_Text section_
Edward, the mysterious fate of King Edward II


Do you remember Edward II, the king’s inept son in the movie Braveheart? He was so unfit for war that he had to be replaced by his wife, Isabelle de France (Sophie Marceau) in the first negotiations with the Scottish rebels headed by William Wallace (Mel Gibson). Now, what does it have to do with Oltrepò pavese? Read on and you’ll soon learn.

In the heart of the Oltrepò pavese, precisely in the Hermitage of Saint’Albert of Butrio, there is an ancient sarcophagus carved in the stone that lies, empty, under an arch in the remains of the cloister. The friars of the hermitage and the oral tradition of the area claim that the empty grave was the original tomb of Edward II Plantagenet, king of England. Just a kids’ tale?.

My grandfather told me, when we went together to the Hermitage, that a king was buried here!

Said Mariarosa Gatti, CEO of “I Viaggi di Tels” whom we met during an upgrading course on marketing for tourism (incidentally: the same course that seeded the idea of the name “Oltrella Country House”).

One day Mariarosa came to class and proudly announced that new research (to which she contributed) proved her grandfather’s tale to be correct, and that a novel based on it was to be published the following june (2016) by Piemme, written by a friend of hers, the australian Ivan Fowler.

It was the first time we heard about this story. An English king, albeit so controversial, really spent a few years of his life in Oltrepò pavese?

Obviously we were fascinated and curious, and we found more information in the project’s blog, theauramalaproject.wordpress.com.

The Auramala Project involves historians, geneticists and genealogists in Italy, England and the USA, seeking to solve the mystery of King Edward II of England in Italy.

We found out that the project was born almost as a game, and with time and passion it slowly turned into a crowd-research with the ambition to rewrite a page of history from below.

Coordinated by the cultural association “The World of Tels”, the project team focused on research and study of ancient documents and correspondence in museums and archives, and then expanded by including new sources and interviewing new experts, until they got in touch with two prominent British historians, Ian Mortimer and Kathryn Warner.

The project blog explains in this post the subject of the contention:

The crux of it is this: contemporary chronicles from England, and all over Europe, state that Edward II died in 1327, probably murdered in Berkeley Castle. As time passed after his death, the chronicles embroidered the story with more and more layers of interpretation. However, against this there exist a number of pieces of evidence (summarized and discussed herehereherehere and here (just for a start) on Kathryn Warner’s blog) that indicate Edward II did not indeed die. These include a letter written by the Archbishop of York of the time, William Melton, addressed to the then mayor of London, and a letter (the Fieschi Letter) purported to be written by a papal notary (who later became bishop), which appears to be addressed to Edward III himself. Other contemporary events cast doubt on the death of Edward II, such as a plot to free him from captivity when he was supposedly long dead.

Descriptions of regions in natural language:
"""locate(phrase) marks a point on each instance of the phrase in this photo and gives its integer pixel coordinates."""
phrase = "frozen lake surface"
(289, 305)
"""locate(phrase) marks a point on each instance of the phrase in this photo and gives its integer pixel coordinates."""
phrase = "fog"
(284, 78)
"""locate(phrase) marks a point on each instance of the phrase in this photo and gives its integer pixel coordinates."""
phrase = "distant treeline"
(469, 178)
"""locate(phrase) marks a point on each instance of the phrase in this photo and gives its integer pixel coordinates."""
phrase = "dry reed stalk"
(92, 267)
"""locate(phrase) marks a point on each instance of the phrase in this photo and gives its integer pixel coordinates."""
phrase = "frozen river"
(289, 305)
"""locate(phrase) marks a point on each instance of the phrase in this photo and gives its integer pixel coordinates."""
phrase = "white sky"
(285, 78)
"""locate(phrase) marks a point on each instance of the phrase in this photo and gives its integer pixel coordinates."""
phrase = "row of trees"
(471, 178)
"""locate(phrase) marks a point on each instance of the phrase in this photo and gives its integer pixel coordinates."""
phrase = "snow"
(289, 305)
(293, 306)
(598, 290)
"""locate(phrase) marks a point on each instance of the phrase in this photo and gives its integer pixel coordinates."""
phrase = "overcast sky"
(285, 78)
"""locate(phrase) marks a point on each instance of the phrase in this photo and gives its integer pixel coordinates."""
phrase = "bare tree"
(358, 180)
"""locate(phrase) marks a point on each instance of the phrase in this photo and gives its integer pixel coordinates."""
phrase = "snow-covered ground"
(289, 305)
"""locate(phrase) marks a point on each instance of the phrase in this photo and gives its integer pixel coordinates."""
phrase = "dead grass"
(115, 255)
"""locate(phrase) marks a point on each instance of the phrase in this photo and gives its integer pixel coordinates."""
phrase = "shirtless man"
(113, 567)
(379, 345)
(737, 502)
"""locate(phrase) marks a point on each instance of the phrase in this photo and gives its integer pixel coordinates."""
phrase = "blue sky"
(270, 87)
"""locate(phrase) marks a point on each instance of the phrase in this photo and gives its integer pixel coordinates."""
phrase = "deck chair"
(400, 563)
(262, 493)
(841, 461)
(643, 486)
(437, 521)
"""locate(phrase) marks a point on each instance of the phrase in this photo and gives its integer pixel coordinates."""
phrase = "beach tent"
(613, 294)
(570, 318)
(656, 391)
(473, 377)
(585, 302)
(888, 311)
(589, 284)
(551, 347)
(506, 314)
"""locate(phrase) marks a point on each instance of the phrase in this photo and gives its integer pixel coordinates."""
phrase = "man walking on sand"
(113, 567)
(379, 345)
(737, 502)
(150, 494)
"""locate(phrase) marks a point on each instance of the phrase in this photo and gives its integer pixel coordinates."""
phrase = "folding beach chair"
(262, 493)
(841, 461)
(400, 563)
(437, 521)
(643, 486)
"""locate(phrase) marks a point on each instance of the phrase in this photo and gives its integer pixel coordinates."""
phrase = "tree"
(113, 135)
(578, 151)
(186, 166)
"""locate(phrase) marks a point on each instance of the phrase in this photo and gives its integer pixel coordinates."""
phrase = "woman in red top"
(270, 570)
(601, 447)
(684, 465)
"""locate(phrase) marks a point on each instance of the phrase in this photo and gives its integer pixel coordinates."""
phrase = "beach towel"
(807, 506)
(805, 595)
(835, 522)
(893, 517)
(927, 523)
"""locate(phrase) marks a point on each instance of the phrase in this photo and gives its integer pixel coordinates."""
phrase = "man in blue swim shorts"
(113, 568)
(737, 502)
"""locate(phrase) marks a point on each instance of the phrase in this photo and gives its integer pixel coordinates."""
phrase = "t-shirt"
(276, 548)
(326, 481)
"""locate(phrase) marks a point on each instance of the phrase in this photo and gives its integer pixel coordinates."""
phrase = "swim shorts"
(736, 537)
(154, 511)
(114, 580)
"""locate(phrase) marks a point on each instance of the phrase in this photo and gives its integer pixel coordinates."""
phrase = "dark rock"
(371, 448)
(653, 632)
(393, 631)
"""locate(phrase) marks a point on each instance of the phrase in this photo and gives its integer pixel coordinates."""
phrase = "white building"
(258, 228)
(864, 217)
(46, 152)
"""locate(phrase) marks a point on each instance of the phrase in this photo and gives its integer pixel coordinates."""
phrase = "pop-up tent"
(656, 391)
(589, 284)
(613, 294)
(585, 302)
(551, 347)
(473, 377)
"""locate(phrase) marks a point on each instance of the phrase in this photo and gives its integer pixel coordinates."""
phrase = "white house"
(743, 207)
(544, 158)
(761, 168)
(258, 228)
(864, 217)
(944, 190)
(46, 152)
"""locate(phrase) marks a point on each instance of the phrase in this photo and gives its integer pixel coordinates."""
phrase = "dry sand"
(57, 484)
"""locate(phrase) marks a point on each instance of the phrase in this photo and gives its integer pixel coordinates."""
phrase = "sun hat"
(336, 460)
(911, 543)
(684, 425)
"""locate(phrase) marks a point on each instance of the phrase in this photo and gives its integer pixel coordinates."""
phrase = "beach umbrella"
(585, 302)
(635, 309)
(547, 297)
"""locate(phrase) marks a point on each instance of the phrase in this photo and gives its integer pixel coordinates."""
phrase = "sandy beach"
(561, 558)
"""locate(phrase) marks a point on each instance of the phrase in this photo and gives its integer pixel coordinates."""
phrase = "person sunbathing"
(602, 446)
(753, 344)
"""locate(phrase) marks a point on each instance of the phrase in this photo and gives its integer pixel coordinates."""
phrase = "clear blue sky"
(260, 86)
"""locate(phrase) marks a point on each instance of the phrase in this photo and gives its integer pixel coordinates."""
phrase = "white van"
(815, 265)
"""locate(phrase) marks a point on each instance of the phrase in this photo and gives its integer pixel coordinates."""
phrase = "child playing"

_Assignment_
State whether each statement agrees with the text on King Edward II, answering yes or no and quoting the deciding words: (a) the stone sarcophagus at the Hermitage is empty; (b) Mariarosa Gatti wrote the novel to be published by Piemme; (c) the Fieschi Letter appears to be addressed to the mayor of London.

_Result of the task_
(a) Yes: "lies, empty, under an arch in the remains of the cloister."
(b) No: "written by a friend of hers, the australian Ivan Fowler."
(c) No: "which appears to be addressed to Edward III himself."